--- Bloc de texte ---
"""

Du 5 au 10 janvier 2016, les champions d’Europe (la France), du Monde (la Pologne) et olympique de volley (la Russie), entre autres, s’affrontent à Berlin dans un tournoi de qualification qui n’offrira qu’un seul sésame pour Rio (et deux pour une séance de rattrapage plus aisée). Dès le pied du Mont Olympe, le droit de tenter de le gravir passe donc par des duels au sommet. De quoi revisiter une célèbre phrase, souvent attribuée à tort (et à travers) ou à raison au Baron Pierre de Coubertin : « L’essentiel est de gagner les Jeux Olympiques, le plus dur est d’y participer ».

Certes, le trait est grossi, mais le paradoxe est réel et le processus alambiqué. Aujourd’hui, seuls le Brésil, organisateur, l’Argentine, vainqueur du tournoi de qualification olympique (TQO) sud-américain, les Etats-Unis, qui ont remporté la Coupe du Monde 2015* (à ne pas confondre avec les Championnats du Monde) et l’Italie, dauphine des Américains, sont assurés de participer aux Jeux Olympiques. Douze formations s’y opposeront, et il reste donc huit places à attribuer.

Le TQO européen (à Berlin) en offrira une, tout comme ceux d’Afrique (à Brazzaville, 7-14 janvier) et d’Amérique du Nord/Centrale et des Caraïbes (à Edmonton, 8-10 janvier). Entre le 14 mai et le 5 juin, un tournoi au Japon (auquel participeront notamment les 2 et 3e de l’épreuve berlinoise) récompensera les trois pays qui y figureront le mieux, et la meilleure équipe asiatique (en dehors de ce « top3 »). L’ultime ticket sera décerné durant la même période, à l’issue d’une compétition confrontant des pays d’Amérique et d’Afrique, repêchés car aux portes de la qualification dans leurs TQO respectifs (1). A défaut d’être de croix, le chemin qui mène aux Jeux est tortueux.

Rouzier : « c’est un scandale »

Parmi les équipes-phares du moment qui peuvent se sentir lésées, outre la Slovénie, surprenante vice-championne d’Europe carrément hors course - en vertu de son classement, 25e, au World Ranking (WR) - la France occupe une bonne place, en tant que tenante du titre de la Ligue Mondiale et détentrice de la couronne de reine du Vieux Continent.

Dès l’obtention de celle-ci, la perspective d’une qualification olympique encore non-actée était accueillie avec plus ou moins de philosophie par les Tricolores. Laurent Tillie, sélectionneur pragmatique - « On a fait une superbe campagne (…) mais ça ne reste qu’une étape. (…) C'est ça le haut niveau. C'est oublier, faire abstraction de ce qui s'est passé pour repartir » - se montrant moins vindicatif qu’Antonin Rouzier, MVP remonté : « C'est un scandale qu'on ne soit pas qualifié (…) C'est juste une question de pognon, ça commence à m'énerver. C'est mon petit clin d'œil à la FIVB (Fédération Internationale de Volley-Ball) ». Le pointu des Bleus faisant ainsi référence aux enjeux extra-sportifs que peut représenter la prolifération des compétitions. Enjeux qui expliquent selon lui ce système ô combien complexe : « (les fédérations) qui ont le plus d'argent vont organiser des tournois alors que les champions d'Europe ne sont pas qualifiés. ».

"""

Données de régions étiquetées
"""

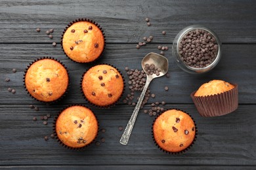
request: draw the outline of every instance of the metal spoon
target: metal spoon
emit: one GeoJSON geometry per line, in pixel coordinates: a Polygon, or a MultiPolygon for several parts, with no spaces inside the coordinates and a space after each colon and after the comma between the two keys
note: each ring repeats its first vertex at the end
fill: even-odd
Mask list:
{"type": "Polygon", "coordinates": [[[147,63],[149,65],[152,63],[154,64],[155,67],[161,69],[161,71],[159,73],[159,75],[153,74],[152,75],[147,75],[146,76],[146,82],[144,86],[142,92],[141,93],[141,95],[135,107],[135,109],[134,109],[133,114],[131,115],[131,118],[129,120],[128,124],[125,129],[125,131],[123,131],[123,133],[120,139],[120,143],[124,145],[126,145],[128,143],[129,139],[130,138],[131,131],[133,131],[133,126],[135,123],[139,110],[140,110],[144,96],[145,95],[146,91],[148,89],[150,82],[155,78],[163,76],[168,71],[168,60],[158,54],[150,52],[143,58],[142,61],[141,61],[141,66],[142,67],[142,69],[145,71],[145,73],[146,71],[144,68],[146,67],[146,64],[147,63]]]}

"""

--- Objectifs ---
1. Recopiez mot pour mot tout le passage de l'article sur la qualification olympique du volley, depuis « Le TQO européen » jusqu'à « Jeux est tortueux. ».
2. Selon l'article sur la qualification olympique du volley, combien de formations s'opposeront aux Jeux Olympiques ?
Ces données n'ont aucun lien avec le texte.

--- Réponses ---
1.
Le TQO européen (à Berlin) en offrira une, tout comme ceux d’Afrique (à Brazzaville, 7-14 janvier) et d’Amérique du Nord/Centrale et des Caraïbes (à Edmonton, 8-10 janvier). Entre le 14 mai et le 5 juin, un tournoi au Japon (auquel participeront notamment les 2 et 3e de l’épreuve berlinoise) récompensera les trois pays qui y figureront le mieux, et la meilleure équipe asiatique (en dehors de ce « top3 »). L’ultime ticket sera décerné durant la même période, à l’issue d’une compétition confrontant des pays d’Amérique et d’Afrique, repêchés car aux portes de la qualification dans leurs TQO respectifs (1). A défaut d’être de croix, le chemin qui mène aux Jeux est tortueux.

2. Douze formations s'opposeront aux Jeux Olympiques.